▸ Aim of the exercise
The reply should contain each record below, returned exactly as given.

▸ Dataset records
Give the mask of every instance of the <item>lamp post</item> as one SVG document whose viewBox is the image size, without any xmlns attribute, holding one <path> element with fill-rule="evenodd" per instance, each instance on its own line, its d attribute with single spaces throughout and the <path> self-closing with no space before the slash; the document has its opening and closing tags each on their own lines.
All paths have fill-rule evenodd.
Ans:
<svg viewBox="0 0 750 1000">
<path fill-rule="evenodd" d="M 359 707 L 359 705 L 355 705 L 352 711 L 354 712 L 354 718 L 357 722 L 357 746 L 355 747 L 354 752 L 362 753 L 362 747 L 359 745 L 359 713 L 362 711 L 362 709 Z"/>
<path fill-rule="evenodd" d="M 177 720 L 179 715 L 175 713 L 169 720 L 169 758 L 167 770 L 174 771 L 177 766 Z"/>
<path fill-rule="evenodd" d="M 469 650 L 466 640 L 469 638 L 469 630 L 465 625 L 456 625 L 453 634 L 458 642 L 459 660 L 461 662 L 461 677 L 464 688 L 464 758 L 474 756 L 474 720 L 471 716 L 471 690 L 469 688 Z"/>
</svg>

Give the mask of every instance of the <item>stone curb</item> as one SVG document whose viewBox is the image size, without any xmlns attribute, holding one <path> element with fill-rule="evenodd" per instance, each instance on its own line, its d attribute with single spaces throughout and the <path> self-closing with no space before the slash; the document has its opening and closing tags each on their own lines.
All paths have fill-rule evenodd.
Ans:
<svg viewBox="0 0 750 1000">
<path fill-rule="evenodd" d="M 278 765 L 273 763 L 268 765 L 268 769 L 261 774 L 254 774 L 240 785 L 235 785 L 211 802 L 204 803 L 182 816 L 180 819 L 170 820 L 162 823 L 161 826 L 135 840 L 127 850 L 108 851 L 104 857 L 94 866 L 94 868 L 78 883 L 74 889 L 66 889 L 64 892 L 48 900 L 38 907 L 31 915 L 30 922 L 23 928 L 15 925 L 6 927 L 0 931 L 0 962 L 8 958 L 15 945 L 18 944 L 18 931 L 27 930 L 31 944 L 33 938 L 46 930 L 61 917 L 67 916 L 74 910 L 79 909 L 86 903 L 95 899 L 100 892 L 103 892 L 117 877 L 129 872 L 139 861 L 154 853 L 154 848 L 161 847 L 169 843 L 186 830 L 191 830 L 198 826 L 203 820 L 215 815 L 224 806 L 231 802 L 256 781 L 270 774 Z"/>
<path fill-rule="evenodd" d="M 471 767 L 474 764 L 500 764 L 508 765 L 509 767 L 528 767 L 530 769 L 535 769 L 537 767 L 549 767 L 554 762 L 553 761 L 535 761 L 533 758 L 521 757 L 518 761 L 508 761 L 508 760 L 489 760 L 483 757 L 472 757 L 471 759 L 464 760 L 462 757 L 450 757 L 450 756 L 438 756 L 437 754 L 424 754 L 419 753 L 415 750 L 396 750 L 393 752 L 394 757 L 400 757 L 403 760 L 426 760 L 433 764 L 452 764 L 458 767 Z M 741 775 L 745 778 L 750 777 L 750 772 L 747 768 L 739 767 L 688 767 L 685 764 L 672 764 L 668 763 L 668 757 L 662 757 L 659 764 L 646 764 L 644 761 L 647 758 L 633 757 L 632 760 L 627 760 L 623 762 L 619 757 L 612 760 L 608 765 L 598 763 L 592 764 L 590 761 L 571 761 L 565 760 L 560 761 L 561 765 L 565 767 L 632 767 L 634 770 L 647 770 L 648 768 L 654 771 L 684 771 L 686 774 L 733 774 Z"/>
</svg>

▸ Response to the exercise
Give the mask of every instance of the <item>lamp post</item> as one SVG document whose viewBox is the image size, without any xmlns attribute, holding one <path> element with fill-rule="evenodd" per instance, each instance on its own line, its d attribute with single spaces throughout and the <path> self-closing with no space before the slash; the document has its opening and closing tags each on their own lines.
All paths have fill-rule evenodd.
Ans:
<svg viewBox="0 0 750 1000">
<path fill-rule="evenodd" d="M 359 707 L 359 705 L 355 705 L 352 711 L 354 712 L 354 718 L 357 722 L 357 746 L 355 747 L 354 752 L 362 753 L 362 747 L 359 745 L 359 713 L 362 711 L 362 709 Z"/>
<path fill-rule="evenodd" d="M 177 720 L 179 715 L 175 713 L 169 720 L 169 758 L 167 770 L 174 771 L 177 766 Z"/>
<path fill-rule="evenodd" d="M 469 650 L 466 640 L 469 638 L 469 630 L 465 625 L 456 625 L 453 634 L 458 642 L 459 660 L 461 662 L 461 677 L 464 688 L 464 758 L 474 756 L 474 720 L 471 716 L 471 690 L 469 688 Z"/>
</svg>

Give the mask of every instance of the <item>stone curb</item> as one SVG document whose viewBox is the image size, without any xmlns attribute, holding one <path> element with fill-rule="evenodd" per instance, each instance on its own line, its d attribute with single spaces throughout and the <path> self-closing with no space before the slash; the document has its opening and closing tags each on their own lines.
All paths have fill-rule evenodd.
Ans:
<svg viewBox="0 0 750 1000">
<path fill-rule="evenodd" d="M 278 765 L 273 763 L 268 765 L 268 769 L 261 774 L 254 774 L 240 785 L 235 785 L 211 802 L 204 803 L 182 816 L 180 819 L 170 820 L 162 823 L 161 826 L 135 840 L 127 850 L 108 851 L 104 857 L 94 866 L 94 868 L 78 883 L 74 889 L 66 889 L 64 892 L 48 900 L 38 907 L 31 915 L 30 922 L 23 928 L 15 925 L 6 927 L 0 931 L 0 962 L 8 958 L 15 945 L 18 944 L 18 931 L 27 930 L 31 944 L 33 938 L 46 930 L 61 917 L 67 916 L 74 910 L 79 909 L 86 903 L 95 899 L 100 892 L 103 892 L 117 877 L 129 872 L 139 861 L 154 853 L 154 848 L 161 847 L 169 843 L 186 830 L 191 830 L 198 826 L 203 820 L 215 815 L 224 806 L 231 802 L 256 781 L 270 774 Z"/>
<path fill-rule="evenodd" d="M 471 767 L 474 764 L 500 764 L 508 765 L 509 767 L 528 767 L 530 769 L 535 769 L 537 767 L 549 767 L 554 762 L 553 761 L 535 761 L 533 758 L 521 757 L 518 761 L 508 761 L 508 760 L 489 760 L 483 757 L 472 757 L 471 759 L 464 760 L 462 757 L 450 757 L 450 756 L 438 756 L 437 754 L 424 754 L 419 753 L 415 750 L 396 750 L 393 752 L 394 757 L 400 757 L 403 760 L 426 760 L 433 764 L 452 764 L 458 767 Z M 741 775 L 745 778 L 750 777 L 750 772 L 747 768 L 739 767 L 688 767 L 685 764 L 672 764 L 668 763 L 668 757 L 662 757 L 659 764 L 646 764 L 644 761 L 647 758 L 633 757 L 632 760 L 627 760 L 623 762 L 619 757 L 612 760 L 608 765 L 598 763 L 592 764 L 590 761 L 571 761 L 565 760 L 560 761 L 561 765 L 565 767 L 632 767 L 634 770 L 647 770 L 648 768 L 654 771 L 684 771 L 686 774 L 733 774 Z"/>
</svg>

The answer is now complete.